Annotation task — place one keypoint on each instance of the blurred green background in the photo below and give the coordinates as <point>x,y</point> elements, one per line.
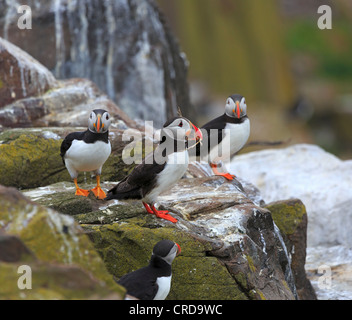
<point>297,78</point>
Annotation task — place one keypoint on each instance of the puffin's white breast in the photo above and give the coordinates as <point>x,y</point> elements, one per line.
<point>164,284</point>
<point>175,168</point>
<point>83,156</point>
<point>235,137</point>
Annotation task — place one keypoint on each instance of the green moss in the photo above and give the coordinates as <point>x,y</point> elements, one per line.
<point>287,214</point>
<point>31,161</point>
<point>126,247</point>
<point>52,237</point>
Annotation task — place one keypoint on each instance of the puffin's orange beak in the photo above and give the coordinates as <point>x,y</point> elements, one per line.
<point>178,249</point>
<point>237,110</point>
<point>198,134</point>
<point>98,124</point>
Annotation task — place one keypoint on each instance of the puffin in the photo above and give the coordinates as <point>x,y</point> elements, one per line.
<point>88,150</point>
<point>153,282</point>
<point>225,135</point>
<point>160,169</point>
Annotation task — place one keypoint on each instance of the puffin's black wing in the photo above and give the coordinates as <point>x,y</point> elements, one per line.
<point>140,284</point>
<point>141,180</point>
<point>213,132</point>
<point>66,143</point>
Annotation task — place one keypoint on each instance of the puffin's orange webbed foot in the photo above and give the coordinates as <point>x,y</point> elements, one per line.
<point>99,192</point>
<point>82,192</point>
<point>227,175</point>
<point>162,214</point>
<point>79,191</point>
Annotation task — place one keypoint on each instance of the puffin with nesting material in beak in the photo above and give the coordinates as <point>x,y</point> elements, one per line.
<point>225,135</point>
<point>161,169</point>
<point>88,150</point>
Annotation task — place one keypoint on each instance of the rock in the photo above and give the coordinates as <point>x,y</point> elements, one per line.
<point>30,157</point>
<point>67,104</point>
<point>21,75</point>
<point>323,183</point>
<point>63,261</point>
<point>291,218</point>
<point>228,241</point>
<point>121,49</point>
<point>307,172</point>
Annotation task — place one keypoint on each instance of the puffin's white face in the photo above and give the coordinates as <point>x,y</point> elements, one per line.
<point>236,106</point>
<point>99,121</point>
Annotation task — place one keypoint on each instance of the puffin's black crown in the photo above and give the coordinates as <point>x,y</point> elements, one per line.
<point>236,96</point>
<point>163,247</point>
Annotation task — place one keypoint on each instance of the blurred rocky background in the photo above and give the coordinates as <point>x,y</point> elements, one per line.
<point>141,60</point>
<point>296,78</point>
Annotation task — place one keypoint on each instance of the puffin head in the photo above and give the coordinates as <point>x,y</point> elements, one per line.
<point>181,129</point>
<point>236,106</point>
<point>166,250</point>
<point>99,121</point>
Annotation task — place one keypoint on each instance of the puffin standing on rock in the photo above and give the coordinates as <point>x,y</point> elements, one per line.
<point>88,150</point>
<point>161,169</point>
<point>153,282</point>
<point>225,135</point>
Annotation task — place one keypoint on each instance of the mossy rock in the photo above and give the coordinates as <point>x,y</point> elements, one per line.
<point>30,161</point>
<point>127,246</point>
<point>30,158</point>
<point>53,238</point>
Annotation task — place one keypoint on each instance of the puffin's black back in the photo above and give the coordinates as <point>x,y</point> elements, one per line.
<point>87,136</point>
<point>218,124</point>
<point>142,282</point>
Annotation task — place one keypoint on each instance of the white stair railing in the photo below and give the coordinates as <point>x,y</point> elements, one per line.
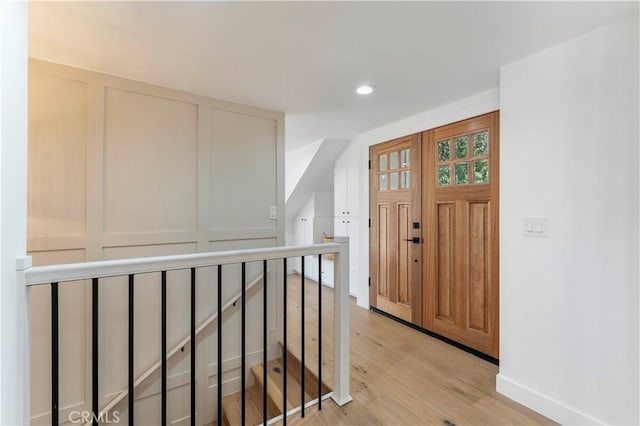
__________________________________________________
Tally the lines of the data above that contain the string "orange", with case taken into account, and give only the number.

● EXERCISE RESULT: 2